* Task goal: Please restate, word for word, the lines below that begin at the one with "Where can the truck tire" and end at the one with "Where can the distant". Leave out all other lines.

*** Block opens ***

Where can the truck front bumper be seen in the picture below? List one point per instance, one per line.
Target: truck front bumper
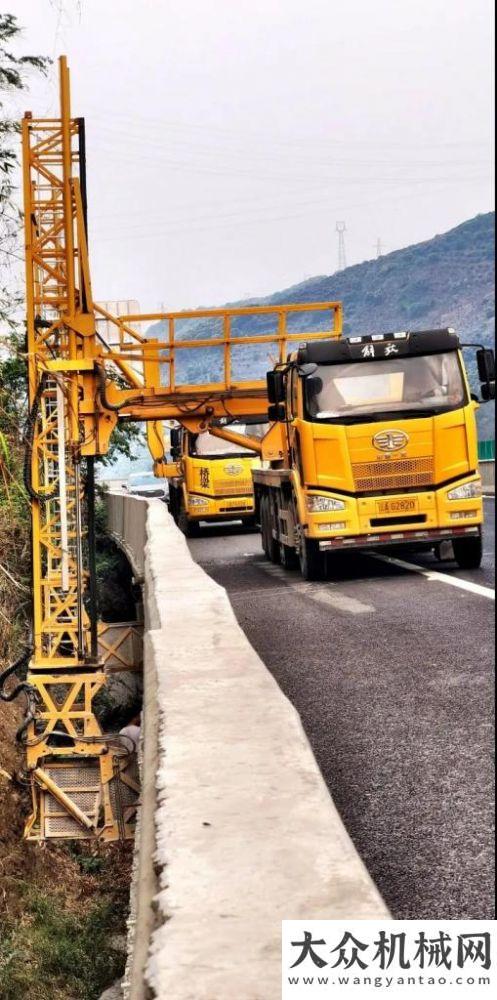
(221, 509)
(417, 517)
(416, 539)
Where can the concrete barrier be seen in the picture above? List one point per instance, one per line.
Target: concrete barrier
(126, 519)
(245, 833)
(487, 472)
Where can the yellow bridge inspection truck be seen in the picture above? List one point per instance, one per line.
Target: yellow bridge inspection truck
(215, 481)
(379, 445)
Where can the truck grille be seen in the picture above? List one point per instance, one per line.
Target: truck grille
(231, 487)
(405, 473)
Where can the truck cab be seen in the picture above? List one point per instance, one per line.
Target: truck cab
(380, 448)
(216, 476)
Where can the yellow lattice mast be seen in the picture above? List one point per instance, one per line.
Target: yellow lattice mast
(82, 780)
(72, 770)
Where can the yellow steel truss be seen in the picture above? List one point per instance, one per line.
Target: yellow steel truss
(69, 798)
(81, 784)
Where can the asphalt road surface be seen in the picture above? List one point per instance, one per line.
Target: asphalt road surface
(390, 669)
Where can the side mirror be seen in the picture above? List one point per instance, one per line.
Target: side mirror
(276, 413)
(175, 443)
(485, 361)
(275, 386)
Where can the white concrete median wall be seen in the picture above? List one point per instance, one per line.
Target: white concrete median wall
(245, 831)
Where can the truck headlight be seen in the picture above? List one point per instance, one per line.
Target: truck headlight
(318, 505)
(465, 492)
(195, 501)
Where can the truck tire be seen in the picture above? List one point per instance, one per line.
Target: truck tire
(270, 545)
(312, 564)
(468, 552)
(288, 556)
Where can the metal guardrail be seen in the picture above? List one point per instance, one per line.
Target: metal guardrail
(487, 472)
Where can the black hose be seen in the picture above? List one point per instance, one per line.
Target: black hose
(29, 441)
(92, 566)
(102, 393)
(22, 686)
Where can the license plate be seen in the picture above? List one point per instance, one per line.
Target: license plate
(398, 506)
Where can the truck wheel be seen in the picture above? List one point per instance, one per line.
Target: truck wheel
(270, 546)
(288, 556)
(467, 552)
(311, 560)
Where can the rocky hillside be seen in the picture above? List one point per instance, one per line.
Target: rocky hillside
(445, 281)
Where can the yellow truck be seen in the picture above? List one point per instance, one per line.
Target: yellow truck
(215, 474)
(373, 444)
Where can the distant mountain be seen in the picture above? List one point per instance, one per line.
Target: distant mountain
(445, 281)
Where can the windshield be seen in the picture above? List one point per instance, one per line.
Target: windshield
(427, 384)
(209, 446)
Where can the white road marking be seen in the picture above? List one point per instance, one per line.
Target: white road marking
(329, 595)
(432, 574)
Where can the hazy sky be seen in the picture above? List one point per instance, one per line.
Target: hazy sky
(225, 138)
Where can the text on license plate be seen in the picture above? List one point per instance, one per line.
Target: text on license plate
(399, 506)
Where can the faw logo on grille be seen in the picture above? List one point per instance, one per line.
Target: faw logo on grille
(390, 440)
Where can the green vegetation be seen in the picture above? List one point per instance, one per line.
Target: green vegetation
(55, 950)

*** Block closes ***

* Output for this exercise:
Where can the truck tire be seen in the picture above? List one point per instance, one per line.
Target: truck tire
(270, 545)
(312, 564)
(468, 552)
(288, 556)
Where can the metal guardrail be seen in the picture above? List one point per instance, one per line.
Target: metal guardrail
(487, 472)
Where can the black hose be seen in the picture above? List one point per instance, one per line.
Target: black hose
(29, 441)
(92, 566)
(102, 393)
(22, 686)
Where can the license plate be seen in the picture above? List one point per instance, one per line.
Target: license plate
(398, 506)
Where can the truck wheel be seen in the picture above? List one point per instance, one per line.
Target: truck wheel
(270, 546)
(288, 556)
(467, 552)
(311, 560)
Where can the rocky hillside be seen in the picture above? List one point per instance, one per line.
Target: rocky hillside
(445, 281)
Where can the yellow truck be seen in the picture above? List one point per instance, one per line.
Target: yellow truck
(215, 474)
(373, 444)
Where can the distant mountain be seen in the picture above? List one point per instance, one per line.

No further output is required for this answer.